• **CONSIGNE 1**: Dans le texte sur l'atelier de lutherie de Saumur, de quelle année date la contrebasse qu'un client a déposée pour restauration ?
─── EXTRAIT DU DOCUMENT ───
Sur la place de la République de Saumur, un jeune garçon, la dizaine d’années, s’en va fièrement en direction du monumental théâtre du Dôme. Sur son dos, un petit étui triangulaire, dans sa main un porte-vue. Depuis les étages du bâtiment, s’envolent quelques notes cristallines. A quelques pas de ce joli spectacle musical, un petit atelier, sur le quai Mayaud. L’enseigne indique « Les violons d’Adèle ». Difficile de s’y tromper puisque la vitrine laisse entrevoir de nombreuses volutes de bois. Un homme d’un certain âge arrive à vélo, Saumur oblige. Il entre dans l’échoppe et en ressort quelques minutes plus tard avec un magnifique violon, d’un brun luisant. Sans étui, il le place dans un petit sac à dos, que d’aucuns plus au sud appelleraient une « poche », puis s’éloigne en quelques coups de pédales. Nous poussons à notre tour la porte de l’atelier. Première impression, l’odeur. Celle du bois, celui que l’on vient de couper. « Vous avez de la chance, il y a des jours où l’odeur est moins agréable à cause de la colle à base d’os d’animaux ou du vernis composé d’excréments de cochenilles et d’huile de lin », lance Adèle Debias, la luthière qui occupe les lieux depuis maintenant 7 ans. A l’intérieur des violons et des altos habillent les murs, suspendus par leur tête envoûtante et tourbillonnante. Au sol, des violoncelles, une forme similaire, mais une taille bien plus imposante. Et sur l’établi, une gigantesque grand-mère : « Il s’agit d’une contrebasse de 1850 qu’un client m’a déposée pour que je la restaure. Il l’a récupérée auprès de l’école de musique de Saumur. Elle avait été entreposée dans de mauvaises conditions pendant longtemps. J’ai dû ouvrir l’instrument en enlevant complètement la table pour renforcer la structure intérieure », explique Adèle. Une véritable opération à cœur ouvert et un chantier de près de 6 mois pour redonner vie et de nouvelles vibrations à cette dame aux hanches larges.
─── DONNÉES DE LA TÂCHE ───
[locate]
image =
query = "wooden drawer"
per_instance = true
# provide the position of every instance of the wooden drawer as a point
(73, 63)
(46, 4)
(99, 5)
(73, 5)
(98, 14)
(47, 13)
───
• **CONSIGNE 2**: Renommez « wooden drawer » en « wooden cabinet » partout dans les enregistrements et redonnez toutes leurs lignes, sans rien changer d'autre.

• **RÉPONSE 1**: Elle date de 1850.

• **RÉPONSE 2**:
[locate]
image =
query = "wooden cabinet"
per_instance = true
# provide the position of every instance of the wooden cabinet as a point
(73, 63)
(46, 4)
(99, 5)
(73, 5)
(98, 14)
(47, 13)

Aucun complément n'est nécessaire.